** begin SUPPLIED MATERIAL **
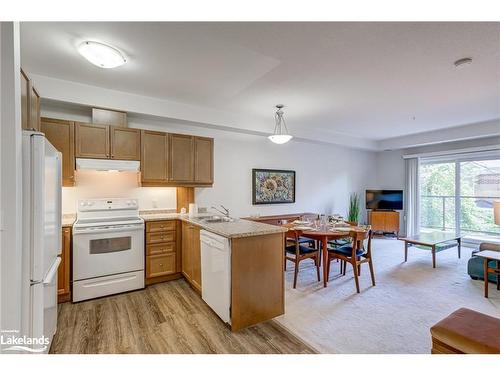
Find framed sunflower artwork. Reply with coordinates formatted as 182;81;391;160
252;169;295;204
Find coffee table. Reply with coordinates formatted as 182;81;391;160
399;232;462;268
474;250;500;298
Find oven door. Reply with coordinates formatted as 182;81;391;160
73;224;144;281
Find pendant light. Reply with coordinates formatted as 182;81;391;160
267;104;293;145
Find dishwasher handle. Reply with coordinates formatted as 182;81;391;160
200;236;229;251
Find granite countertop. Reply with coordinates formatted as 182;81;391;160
62;210;287;238
184;215;287;238
62;214;76;228
139;211;287;238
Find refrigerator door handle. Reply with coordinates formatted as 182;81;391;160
56;152;62;255
43;257;61;285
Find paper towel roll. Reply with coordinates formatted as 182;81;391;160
189;203;198;216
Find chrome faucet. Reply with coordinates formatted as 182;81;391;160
212;204;229;217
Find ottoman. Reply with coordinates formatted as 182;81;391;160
431;308;500;354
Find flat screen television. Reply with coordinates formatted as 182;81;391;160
366;190;403;210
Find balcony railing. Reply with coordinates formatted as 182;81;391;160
420;195;500;236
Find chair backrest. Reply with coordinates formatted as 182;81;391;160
479;242;500;251
349;229;372;257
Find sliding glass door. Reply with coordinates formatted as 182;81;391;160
419;153;500;241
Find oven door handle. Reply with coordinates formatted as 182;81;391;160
73;225;144;235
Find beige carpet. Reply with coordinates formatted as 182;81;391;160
276;239;500;353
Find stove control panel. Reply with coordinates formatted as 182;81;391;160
78;198;139;212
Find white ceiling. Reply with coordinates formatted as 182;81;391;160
21;22;500;140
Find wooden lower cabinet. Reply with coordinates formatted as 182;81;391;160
146;220;181;285
231;233;285;331
182;222;201;293
57;227;71;303
146;252;177;279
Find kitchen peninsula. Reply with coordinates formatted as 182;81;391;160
141;212;286;331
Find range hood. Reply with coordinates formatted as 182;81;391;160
76;158;141;172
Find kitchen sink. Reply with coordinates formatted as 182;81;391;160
201;216;234;224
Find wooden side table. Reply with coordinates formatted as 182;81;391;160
475;250;500;298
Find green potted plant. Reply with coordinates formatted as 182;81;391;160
347;193;359;225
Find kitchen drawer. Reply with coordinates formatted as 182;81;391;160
146;220;175;233
146;253;176;278
146;242;176;255
146;231;175;245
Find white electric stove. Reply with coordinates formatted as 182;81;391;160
73;198;144;302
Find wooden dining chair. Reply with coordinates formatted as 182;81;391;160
278;219;315;248
285;229;320;289
326;229;375;293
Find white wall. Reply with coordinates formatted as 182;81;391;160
42;103;376;220
0;22;22;348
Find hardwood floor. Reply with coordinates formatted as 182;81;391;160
50;279;315;354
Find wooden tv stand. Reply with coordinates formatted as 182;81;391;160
368;210;399;237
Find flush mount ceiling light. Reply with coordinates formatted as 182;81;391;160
453;57;472;68
78;41;127;69
267;104;293;145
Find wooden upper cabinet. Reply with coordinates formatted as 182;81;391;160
75;122;110;159
21;69;30;130
109;126;141;160
29;84;40;131
41;117;75;186
169;134;194;183
194;137;214;184
141;130;168;185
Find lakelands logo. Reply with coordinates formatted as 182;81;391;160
0;330;50;353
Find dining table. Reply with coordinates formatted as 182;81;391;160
282;223;367;288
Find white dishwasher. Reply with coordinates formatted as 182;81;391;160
200;230;231;323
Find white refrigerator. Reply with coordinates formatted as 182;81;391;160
19;131;62;353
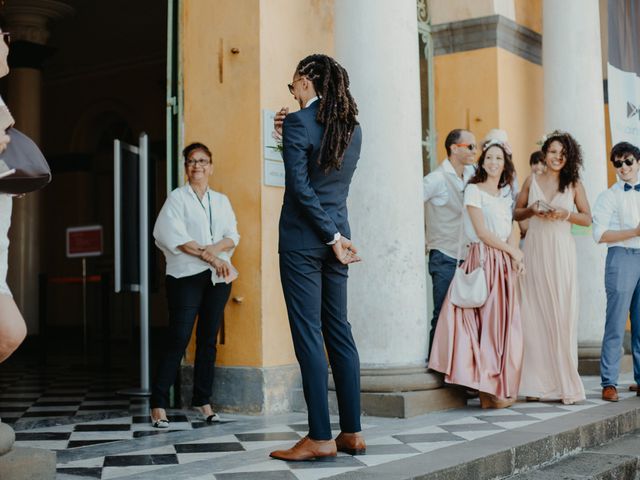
** end SUPPLIED MATERIAL **
WHAT IS EXPECTED => Reproduce every one of the records above word for word, omitting the pictures.

PROBLEM SOLUTION =>
Find framed sunflower artwork. Reply with coordinates formatted as 182;81;391;160
252;169;295;204
Find coffee table. Reply with coordinates formatted as 182;81;391;160
399;232;462;268
474;250;500;298
Find oven door. Reply with coordinates formatted as 182;81;391;160
73;224;144;281
Find pendant light. Reply with coordinates formatted as 182;81;391;160
267;104;293;145
Find dishwasher handle. Reply with coordinates formatted as 182;81;391;160
200;236;229;251
Find granite countertop. Reply with coordinates formatted as 182;81;391;160
62;210;287;238
184;215;287;238
62;214;76;228
139;211;287;238
Find refrigerator door handle. Reply with coordinates formatted as 182;81;391;160
56;152;62;255
43;257;61;285
Find paper towel roll. Reply with coordinates formatted as 182;81;391;160
189;203;198;216
Find chrome faucet. Reply with coordinates formatted as 182;81;391;160
212;204;229;217
Find ottoman. Reply with coordinates formatted as 182;81;391;160
431;308;500;354
Find flat screen television. Reply with coordinates formatted as 182;81;391;160
366;190;403;210
Find balcony railing. Reply with coordinates formatted as 182;81;391;160
420;195;500;236
Find chair backrest. Reply with coordinates formatted as 182;81;391;160
479;242;500;251
349;229;372;257
Find sliding glass door. Reply with coordinates formatted as 182;81;391;160
419;153;500;241
Find oven door handle. Reply with coordinates formatted as 182;81;391;160
73;225;144;235
Find beige carpet. Reply with coordinates formatted as 182;81;391;160
276;239;500;353
Find stove control panel. Reply with coordinates formatted as 182;81;391;160
78;198;139;212
Find white ceiling. Reply with coordinates formatted as 182;81;391;160
21;22;500;140
Find wooden lower cabinet. Reply with coordinates formatted as 182;81;391;160
146;220;181;285
231;233;285;331
182;222;201;293
57;227;71;303
146;252;177;279
Find kitchen peninsula. Reply with coordinates formatted as 182;81;391;160
141;212;286;331
Find range hood. Reply with coordinates formatted as 182;81;391;160
76;158;141;172
Find kitchen sink. Reply with coordinates formatted as 182;81;391;160
201;216;234;224
Find wooden side table. Reply with coordinates formatted as 182;81;391;160
475;250;500;298
Find green potted plant. Reply with coordinates formatted as 182;81;391;160
347;193;359;225
Find kitchen drawer. Reply with coordinates formatted as 182;81;391;160
146;220;175;233
146;253;176;278
146;242;176;255
146;231;175;245
Find white electric stove. Reply with coordinates formatted as 182;81;391;160
73;198;144;302
Find wooden dining chair. Reply with coordinates formatted as 182;81;391;160
278;219;315;248
285;229;320;289
326;229;375;293
Find white wall. Reply with coordinates formatted as 182;81;391;160
42;103;376;220
0;22;22;348
Find hardwood floor. Reply with coordinates formatted as 182;81;391;160
50;279;315;354
Find wooden tv stand. Reply with coordinates formatted as 182;81;391;160
368;210;399;237
Find flush mount ceiling light. Reply with coordinates formatted as 182;81;391;160
453;57;472;68
78;41;127;69
267;104;293;145
Find wooden upper cabinet. Reply with coordinates formatted as 182;81;391;160
75;122;110;159
21;69;30;130
109;126;141;160
29;84;40;131
41;117;75;186
169;134;194;183
194;137;214;184
141;130;168;185
Find lakelands logo. Reply with coordinates formatted as 182;81;391;160
0;330;50;353
Find dining table. Reply with coordinates formatted as 182;81;391;160
282;223;367;288
Find white dishwasher. Reply with coordinates formatted as 182;81;391;160
200;230;231;323
Find white refrigerator. Reply with coordinates formatted as 182;81;391;160
19;131;62;353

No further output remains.